# Belge bölümü:
══════════════════════════════

Seni güçten kim düşürdü?

CEM KERTİŞ

“Sanat özünde hayatı onaylamaktır, hayatı kutsamaktır, insan varlığının onaylanması, kutsanması, Tanrılaştırılmasıdır.” (Will to Power-Güç İstenci, Nietzsche)

Hayatın, hemen her koşulda evetlenmesi gerektiğini savunan bir filozof olarak Nietzsche’nin felsefesindeki en temel kavramlardan biri ‘art dünyalar yanılsamasıdır”. Bu yanılsama ne anlama gelmektedir? Yaşadığımız, acısıyla tatlısıyla deneyimlediğimiz bu hayatı değersizleştirip gerçek dünyanın art dünyalarda olduğuna aldanmaktır. Tek tanrılı dinler, çileciler hayatı olumsuzlayan, hakikati ve mutluluğu ötelerde arayan düşünceler, ahlak anlayışları üretmişlerdir. Dünyayı, kendi kendini doğuran bir sanat yapıtı olarak gören düşünür açısından ise bu bir aldanıştır. Peki, bu aldanış ne anlama gelmektedir? Sorunun cevabı, düşünür açısından, Apolloncu ve Dionysoscu sanat karşıtlığının sorgulanmasında aranabilir.

══════════════════════════════

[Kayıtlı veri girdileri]
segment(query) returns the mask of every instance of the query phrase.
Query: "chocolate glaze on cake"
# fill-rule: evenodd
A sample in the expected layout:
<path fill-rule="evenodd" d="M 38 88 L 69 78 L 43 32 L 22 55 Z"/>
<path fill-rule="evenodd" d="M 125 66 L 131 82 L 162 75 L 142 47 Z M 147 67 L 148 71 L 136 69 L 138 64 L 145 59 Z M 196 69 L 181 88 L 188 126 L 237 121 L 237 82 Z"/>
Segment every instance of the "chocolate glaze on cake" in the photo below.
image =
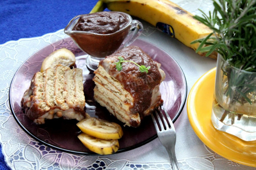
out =
<path fill-rule="evenodd" d="M 140 65 L 150 66 L 150 68 L 148 73 L 142 73 L 134 63 L 125 62 L 122 63 L 122 70 L 119 71 L 116 68 L 116 64 L 109 65 L 107 62 L 110 60 L 112 63 L 117 62 L 119 61 L 119 56 L 123 57 L 125 60 L 131 60 Z M 135 101 L 134 105 L 130 108 L 131 113 L 138 113 L 142 118 L 144 112 L 150 105 L 153 89 L 162 81 L 158 64 L 159 64 L 139 47 L 130 46 L 107 57 L 99 65 L 111 76 L 116 79 L 123 85 L 124 89 L 132 95 Z M 162 100 L 160 103 L 162 103 Z"/>

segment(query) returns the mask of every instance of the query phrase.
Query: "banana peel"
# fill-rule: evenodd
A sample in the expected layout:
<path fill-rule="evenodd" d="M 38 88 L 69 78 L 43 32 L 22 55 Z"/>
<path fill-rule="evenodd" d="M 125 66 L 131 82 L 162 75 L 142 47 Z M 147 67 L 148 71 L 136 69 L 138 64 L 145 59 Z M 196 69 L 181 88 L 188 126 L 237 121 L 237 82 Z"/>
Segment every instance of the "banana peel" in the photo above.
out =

══════════════════════════════

# Yapılacaklar:
(1) Nietzsche yazısında, başlık da dahil olmak üzere soru işaretiyle biten bütün cümleleri sırasıyla yaz.
(2) Nietzsche yazısına göre düşünür dünyayı ne olarak görür?
(3) Nietzsche yazısında "Hayatın, hemen her" sözlerinin geçtiği yerden başla, "karşıtlığının sorgulanmasında aranabilir." sözlerinden sonra dur ve aradaki kısmı olduğu gibi kopyala.
Kayıtlar başka bir kaynaktan alınmıştır.

# Sonuçlar:
(1)
- Seni güçten kim düşürdü?
- Bu yanılsama ne anlama gelmektedir?
- Peki, bu aldanış ne anlama gelmektedir?

(2) Kendi kendini doğuran bir sanat yapıtı olarak görür.

(3)
Hayatın, hemen her koşulda evetlenmesi gerektiğini savunan bir filozof olarak Nietzsche’nin felsefesindeki en temel kavramlardan biri ‘art dünyalar yanılsamasıdır”. Bu yanılsama ne anlama gelmektedir? Yaşadığımız, acısıyla tatlısıyla deneyimlediğimiz bu hayatı değersizleştirip gerçek dünyanın art dünyalarda olduğuna aldanmaktır. Tek tanrılı dinler, çileciler hayatı olumsuzlayan, hakikati ve mutluluğu ötelerde arayan düşünceler, ahlak anlayışları üretmişlerdir. Dünyayı, kendi kendini doğuran bir sanat yapıtı olarak gören düşünür açısından ise bu bir aldanıştır. Peki, bu aldanış ne anlama gelmektedir? Sorunun cevabı, düşünür açısından, Apolloncu ve Dionysoscu sanat karşıtlığının sorgulanmasında aranabilir.